§ **DOCUMENT SEGMENT**
^^^^^^^^^^^^^^^^
Three layers, not one

Current thinking about agent memory tends to conflate distinct concerns. There are at least three layers, and the failure to distinguish them is a source of real confusion.

The first is episodic memory: what happened. RAG, chat history, interaction logs. It answers "what did I do before?" Systems like MemGPT operate here.

The second is semantic memory: what's true. Knowledge graphs, ontologies, extracted facts. It answers "what do I know?"

The third is what I'm calling environmental memory: what I can do. Accumulated capability, live procedures, agent-authored operators that remain available for future use. It answers "what competences have I developed?" This layer is almost entirely absent from current architectures!

The environmental layer is distinct from the others in a critical way: it's not about information. It's about affordance: possibilities for action that exist in the environment as handles, operators, structures that enable something not previously available. When an agent authors a procedure and that procedure remains live, it has created a new affordance. The action space has expanded. The agent is more capable not because it knows more, but because it can do more.
^^^^^^^^^^^^^^^^
§ **SUPPLIED INFORMATION**
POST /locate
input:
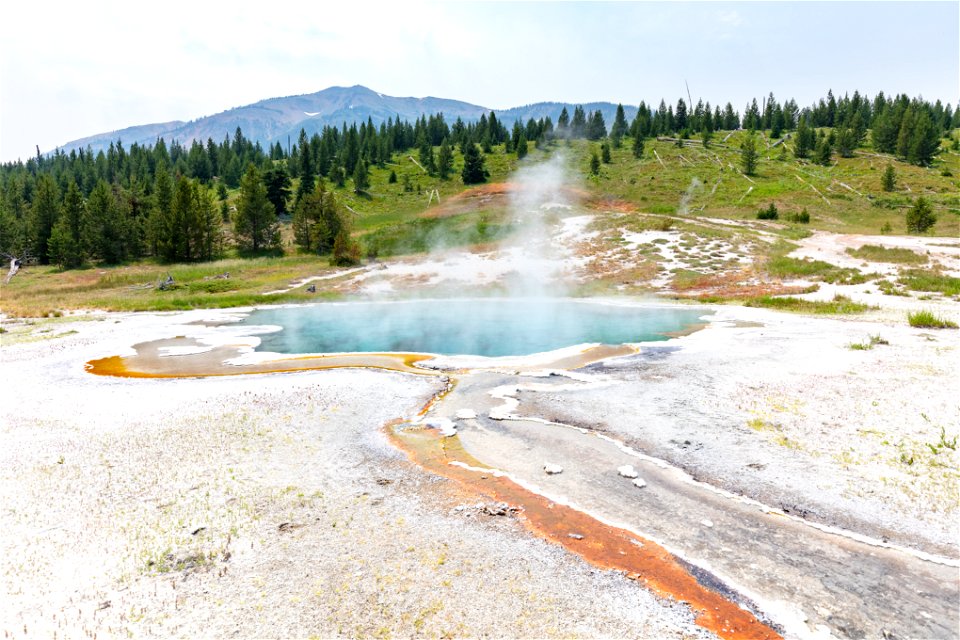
^^^^^^^^^^^^^^^^
§ **EXERCISE INSTRUCTIONS**
A – In the agent memory passage, what question does semantic memory answer?
B – Reproduce the agent memory passage, beginning at the words "Three layers, not" and stopping after "of real confusion.".

§ **RESPONSES PER TASK**
A – It answers "what do I know?"

B –
Three layers, not one

Current thinking about agent memory tends to conflate distinct concerns. There are at least three layers, and the failure to distinguish them is a source of real confusion.